» **AIM OF THE EXERCISE**:
Restate word for word the lines of the records below, starting at the line that contains "this sample: (973,559)." and ending at the line that contains "this sample: (1140,548).", with both of those lines included and nothing else.

(Stored data)
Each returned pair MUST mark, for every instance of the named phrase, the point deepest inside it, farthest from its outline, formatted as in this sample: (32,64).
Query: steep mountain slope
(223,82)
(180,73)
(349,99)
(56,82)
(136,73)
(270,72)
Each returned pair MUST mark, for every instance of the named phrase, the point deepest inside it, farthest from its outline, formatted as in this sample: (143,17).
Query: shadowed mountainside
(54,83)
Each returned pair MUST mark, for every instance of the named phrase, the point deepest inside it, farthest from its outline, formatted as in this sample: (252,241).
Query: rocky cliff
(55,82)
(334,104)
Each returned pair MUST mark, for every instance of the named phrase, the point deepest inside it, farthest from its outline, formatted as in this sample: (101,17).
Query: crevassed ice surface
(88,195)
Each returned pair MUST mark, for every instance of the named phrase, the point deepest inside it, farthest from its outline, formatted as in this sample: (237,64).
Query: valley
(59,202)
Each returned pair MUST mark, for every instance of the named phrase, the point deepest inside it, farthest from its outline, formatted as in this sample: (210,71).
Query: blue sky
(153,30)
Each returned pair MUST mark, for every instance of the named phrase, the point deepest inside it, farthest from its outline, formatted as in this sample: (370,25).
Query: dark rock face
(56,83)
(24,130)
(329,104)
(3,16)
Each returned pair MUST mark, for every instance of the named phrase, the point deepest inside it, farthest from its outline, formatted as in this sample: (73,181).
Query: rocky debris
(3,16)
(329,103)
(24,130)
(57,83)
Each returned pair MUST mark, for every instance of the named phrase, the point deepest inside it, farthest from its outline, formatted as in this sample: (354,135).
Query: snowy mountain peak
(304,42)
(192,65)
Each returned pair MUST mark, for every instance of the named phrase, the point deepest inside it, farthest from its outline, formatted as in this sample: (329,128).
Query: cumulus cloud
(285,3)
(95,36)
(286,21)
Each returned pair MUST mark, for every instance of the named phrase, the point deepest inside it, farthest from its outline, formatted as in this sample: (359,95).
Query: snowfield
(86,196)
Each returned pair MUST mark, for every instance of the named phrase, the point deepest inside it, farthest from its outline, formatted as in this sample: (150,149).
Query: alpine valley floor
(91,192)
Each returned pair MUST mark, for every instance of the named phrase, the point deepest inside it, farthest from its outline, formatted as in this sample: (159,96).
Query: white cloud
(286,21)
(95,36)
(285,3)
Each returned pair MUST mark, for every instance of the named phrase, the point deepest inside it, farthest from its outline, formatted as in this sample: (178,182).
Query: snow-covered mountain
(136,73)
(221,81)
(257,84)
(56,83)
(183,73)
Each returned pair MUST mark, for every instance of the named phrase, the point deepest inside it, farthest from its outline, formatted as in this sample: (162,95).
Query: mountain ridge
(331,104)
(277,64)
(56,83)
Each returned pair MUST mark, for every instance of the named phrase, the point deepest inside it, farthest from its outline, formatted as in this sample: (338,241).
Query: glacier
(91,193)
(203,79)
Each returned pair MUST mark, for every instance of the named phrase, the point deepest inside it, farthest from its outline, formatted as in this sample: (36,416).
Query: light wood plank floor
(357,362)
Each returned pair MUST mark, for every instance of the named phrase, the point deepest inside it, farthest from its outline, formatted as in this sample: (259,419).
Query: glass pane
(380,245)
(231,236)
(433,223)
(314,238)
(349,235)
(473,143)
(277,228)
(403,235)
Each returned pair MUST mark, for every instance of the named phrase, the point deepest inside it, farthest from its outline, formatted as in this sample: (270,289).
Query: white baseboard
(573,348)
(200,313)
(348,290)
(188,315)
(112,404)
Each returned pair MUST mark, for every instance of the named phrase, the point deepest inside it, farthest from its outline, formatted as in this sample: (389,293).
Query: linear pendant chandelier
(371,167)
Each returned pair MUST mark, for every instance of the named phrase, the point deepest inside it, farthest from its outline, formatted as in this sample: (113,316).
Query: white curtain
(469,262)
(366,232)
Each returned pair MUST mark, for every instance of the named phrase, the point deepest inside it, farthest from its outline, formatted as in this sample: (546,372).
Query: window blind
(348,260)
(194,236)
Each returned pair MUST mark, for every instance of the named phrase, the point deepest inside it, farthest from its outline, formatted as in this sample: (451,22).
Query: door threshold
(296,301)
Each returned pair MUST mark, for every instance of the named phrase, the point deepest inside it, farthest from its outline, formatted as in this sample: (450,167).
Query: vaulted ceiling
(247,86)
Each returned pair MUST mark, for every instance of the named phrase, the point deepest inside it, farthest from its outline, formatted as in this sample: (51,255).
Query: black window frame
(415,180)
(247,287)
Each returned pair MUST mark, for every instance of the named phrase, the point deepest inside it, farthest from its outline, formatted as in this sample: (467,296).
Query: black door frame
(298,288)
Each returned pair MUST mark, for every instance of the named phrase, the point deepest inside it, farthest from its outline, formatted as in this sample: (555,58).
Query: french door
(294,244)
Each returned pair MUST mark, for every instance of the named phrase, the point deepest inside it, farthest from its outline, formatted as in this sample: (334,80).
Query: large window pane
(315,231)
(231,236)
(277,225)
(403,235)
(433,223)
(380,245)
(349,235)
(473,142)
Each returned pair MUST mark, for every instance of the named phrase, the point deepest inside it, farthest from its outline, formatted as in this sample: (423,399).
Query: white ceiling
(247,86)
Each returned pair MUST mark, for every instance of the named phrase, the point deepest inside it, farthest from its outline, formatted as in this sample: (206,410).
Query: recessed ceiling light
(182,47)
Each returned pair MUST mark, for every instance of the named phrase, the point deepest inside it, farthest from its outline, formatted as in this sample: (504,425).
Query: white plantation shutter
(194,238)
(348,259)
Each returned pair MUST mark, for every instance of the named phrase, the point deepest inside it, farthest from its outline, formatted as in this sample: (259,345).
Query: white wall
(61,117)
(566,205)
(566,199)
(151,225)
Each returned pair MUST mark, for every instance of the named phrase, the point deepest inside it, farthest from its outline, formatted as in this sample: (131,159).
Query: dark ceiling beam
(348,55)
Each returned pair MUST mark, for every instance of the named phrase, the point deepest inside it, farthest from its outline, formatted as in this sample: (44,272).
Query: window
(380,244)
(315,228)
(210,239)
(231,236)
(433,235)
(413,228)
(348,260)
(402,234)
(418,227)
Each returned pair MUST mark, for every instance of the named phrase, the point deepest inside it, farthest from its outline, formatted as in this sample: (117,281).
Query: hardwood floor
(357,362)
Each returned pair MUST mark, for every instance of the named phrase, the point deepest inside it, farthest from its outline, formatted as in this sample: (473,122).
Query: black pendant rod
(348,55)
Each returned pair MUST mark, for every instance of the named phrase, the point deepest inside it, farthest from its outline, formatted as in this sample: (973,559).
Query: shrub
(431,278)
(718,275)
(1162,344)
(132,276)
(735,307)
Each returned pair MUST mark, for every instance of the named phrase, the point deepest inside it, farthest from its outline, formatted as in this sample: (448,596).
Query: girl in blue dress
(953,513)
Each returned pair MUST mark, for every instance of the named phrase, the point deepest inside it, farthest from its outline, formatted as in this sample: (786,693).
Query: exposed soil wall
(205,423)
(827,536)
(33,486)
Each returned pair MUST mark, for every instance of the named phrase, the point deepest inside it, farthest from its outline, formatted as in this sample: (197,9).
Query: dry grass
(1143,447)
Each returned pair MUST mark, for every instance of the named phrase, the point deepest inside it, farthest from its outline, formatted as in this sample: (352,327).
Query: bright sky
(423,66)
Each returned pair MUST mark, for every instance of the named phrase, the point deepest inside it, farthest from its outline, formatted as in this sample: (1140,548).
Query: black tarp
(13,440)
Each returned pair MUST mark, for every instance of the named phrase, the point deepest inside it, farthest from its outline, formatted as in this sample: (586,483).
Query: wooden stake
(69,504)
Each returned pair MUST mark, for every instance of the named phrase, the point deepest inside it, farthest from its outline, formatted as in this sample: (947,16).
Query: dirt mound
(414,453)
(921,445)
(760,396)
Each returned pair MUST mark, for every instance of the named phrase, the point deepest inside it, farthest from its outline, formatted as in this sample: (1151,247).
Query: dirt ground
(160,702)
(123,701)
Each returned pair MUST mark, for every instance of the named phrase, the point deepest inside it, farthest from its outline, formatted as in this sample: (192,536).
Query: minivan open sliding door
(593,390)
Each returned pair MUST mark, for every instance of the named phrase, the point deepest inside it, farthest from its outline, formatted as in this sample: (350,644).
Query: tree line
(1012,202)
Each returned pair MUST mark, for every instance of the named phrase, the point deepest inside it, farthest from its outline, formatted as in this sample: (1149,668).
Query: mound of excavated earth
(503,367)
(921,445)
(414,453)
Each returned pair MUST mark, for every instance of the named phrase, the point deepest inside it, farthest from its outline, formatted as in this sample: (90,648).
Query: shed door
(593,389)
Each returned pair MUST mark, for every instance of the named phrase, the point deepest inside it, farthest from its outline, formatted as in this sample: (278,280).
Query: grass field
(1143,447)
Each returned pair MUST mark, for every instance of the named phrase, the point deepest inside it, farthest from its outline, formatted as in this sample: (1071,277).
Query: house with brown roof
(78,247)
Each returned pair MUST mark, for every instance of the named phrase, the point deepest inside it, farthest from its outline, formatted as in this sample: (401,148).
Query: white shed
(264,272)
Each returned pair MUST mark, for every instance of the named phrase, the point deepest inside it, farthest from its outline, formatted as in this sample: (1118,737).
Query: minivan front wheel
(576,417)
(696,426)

» **RESULT FOR THIS EXERCISE**:
Each returned pair MUST mark, for every instance of the named phrase, the point deepest inside it, farthest from its outline, formatted as in this sample: (973,559).
Query: shrub
(431,278)
(718,275)
(1162,344)
(132,276)
(735,307)
Each returned pair MUST mark, for every instance of the named phrase, the point deepest inside it, farthest from its outline, formatted as in this sample: (448,596).
Query: girl in blue dress
(953,513)
Each returned pair MUST mark, for every instance of the named phrase, the point deepest inside it, farthest from its outline, formatted as in this sample: (786,693).
Query: exposed soil wall
(205,423)
(827,536)
(33,486)
Each returned pair MUST mark, for every instance of the named phrase, the point deepest inside it, farthest from its outline, formatted as in this sample: (197,9).
Query: dry grass
(1143,447)
Each returned pair MUST mark, for every instance of the named phrase, the point deepest inside it, farthest from its outline, formatted as in this sample: (352,327).
Query: bright sky
(423,66)
Each returned pair MUST mark, for every instance of the named phrase, the point deepest inside it, farthest from its outline, formatted as in this sample: (1140,548).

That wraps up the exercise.